Material to process:
>>>
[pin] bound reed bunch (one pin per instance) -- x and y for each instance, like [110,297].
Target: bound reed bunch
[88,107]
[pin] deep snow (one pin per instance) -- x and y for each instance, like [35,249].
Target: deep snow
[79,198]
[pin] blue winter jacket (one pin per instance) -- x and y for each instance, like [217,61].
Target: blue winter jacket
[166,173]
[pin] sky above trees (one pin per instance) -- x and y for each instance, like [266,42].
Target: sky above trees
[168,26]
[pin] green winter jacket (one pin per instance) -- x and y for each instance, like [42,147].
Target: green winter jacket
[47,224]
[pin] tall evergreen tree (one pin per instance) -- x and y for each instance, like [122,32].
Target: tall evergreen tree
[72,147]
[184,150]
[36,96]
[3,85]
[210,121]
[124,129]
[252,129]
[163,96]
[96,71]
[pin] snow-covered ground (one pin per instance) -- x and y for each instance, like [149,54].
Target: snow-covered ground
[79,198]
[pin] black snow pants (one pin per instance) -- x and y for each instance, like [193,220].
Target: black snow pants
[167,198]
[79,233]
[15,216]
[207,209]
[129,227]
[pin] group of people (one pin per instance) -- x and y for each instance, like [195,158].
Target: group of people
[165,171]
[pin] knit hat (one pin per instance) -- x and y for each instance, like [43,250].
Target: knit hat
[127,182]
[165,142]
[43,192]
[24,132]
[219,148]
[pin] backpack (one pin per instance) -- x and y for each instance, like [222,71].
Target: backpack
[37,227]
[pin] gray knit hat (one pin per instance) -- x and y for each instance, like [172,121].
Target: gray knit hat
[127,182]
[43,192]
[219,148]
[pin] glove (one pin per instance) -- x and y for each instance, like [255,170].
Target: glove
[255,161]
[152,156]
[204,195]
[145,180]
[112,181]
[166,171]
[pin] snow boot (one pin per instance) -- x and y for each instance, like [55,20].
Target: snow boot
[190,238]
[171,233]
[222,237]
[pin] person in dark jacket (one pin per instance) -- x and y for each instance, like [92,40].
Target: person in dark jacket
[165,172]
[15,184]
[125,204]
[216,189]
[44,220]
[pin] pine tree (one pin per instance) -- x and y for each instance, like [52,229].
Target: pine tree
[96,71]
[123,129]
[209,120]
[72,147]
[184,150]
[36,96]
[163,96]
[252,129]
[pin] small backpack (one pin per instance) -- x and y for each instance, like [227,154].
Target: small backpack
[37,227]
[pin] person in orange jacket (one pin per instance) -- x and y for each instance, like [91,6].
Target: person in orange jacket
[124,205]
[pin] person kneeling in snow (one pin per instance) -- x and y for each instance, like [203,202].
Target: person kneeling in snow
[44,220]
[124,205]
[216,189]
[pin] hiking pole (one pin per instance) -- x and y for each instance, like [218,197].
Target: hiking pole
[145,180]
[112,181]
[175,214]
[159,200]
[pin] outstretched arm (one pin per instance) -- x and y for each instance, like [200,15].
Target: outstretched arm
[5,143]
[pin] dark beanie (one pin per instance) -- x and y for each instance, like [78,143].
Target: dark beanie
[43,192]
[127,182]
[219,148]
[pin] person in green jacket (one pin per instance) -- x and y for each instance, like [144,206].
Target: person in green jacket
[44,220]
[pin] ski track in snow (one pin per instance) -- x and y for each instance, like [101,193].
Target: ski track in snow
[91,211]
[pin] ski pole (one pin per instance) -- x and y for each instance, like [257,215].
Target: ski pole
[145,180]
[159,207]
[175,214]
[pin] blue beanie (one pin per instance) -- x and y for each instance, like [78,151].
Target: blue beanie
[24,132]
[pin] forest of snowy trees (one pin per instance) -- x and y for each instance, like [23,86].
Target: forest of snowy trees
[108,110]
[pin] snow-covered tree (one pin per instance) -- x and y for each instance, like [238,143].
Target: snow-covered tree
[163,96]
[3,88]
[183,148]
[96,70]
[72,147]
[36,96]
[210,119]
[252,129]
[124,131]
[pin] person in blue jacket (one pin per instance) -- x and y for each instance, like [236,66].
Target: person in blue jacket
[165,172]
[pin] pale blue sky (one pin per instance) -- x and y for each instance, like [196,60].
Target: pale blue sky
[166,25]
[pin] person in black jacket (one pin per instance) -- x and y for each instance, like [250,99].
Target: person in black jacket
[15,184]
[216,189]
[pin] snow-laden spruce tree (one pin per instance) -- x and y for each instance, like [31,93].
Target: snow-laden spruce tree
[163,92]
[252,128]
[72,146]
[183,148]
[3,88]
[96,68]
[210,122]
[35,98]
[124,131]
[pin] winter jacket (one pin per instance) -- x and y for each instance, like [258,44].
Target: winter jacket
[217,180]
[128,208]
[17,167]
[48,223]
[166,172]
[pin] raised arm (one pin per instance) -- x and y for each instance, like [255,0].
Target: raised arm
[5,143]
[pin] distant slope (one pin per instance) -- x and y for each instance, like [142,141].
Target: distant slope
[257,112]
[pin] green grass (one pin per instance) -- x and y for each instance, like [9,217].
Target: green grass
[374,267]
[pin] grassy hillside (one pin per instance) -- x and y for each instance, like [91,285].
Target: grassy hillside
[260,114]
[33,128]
<<<
Task directions: Give the lines from the one containing "[pin] grassy hillside" through the final line of the items as a Markdown table with two columns, Row and Text. Put the row number in Row and the line in Text, and leave out any blank lines.

Output below:
| Row | Text |
|---|---|
| 1 | [pin] grassy hillside (one pin per instance) -- x and y for each instance, like [91,285]. |
| 2 | Target: grassy hillside |
| 3 | [260,114] |
| 4 | [33,128] |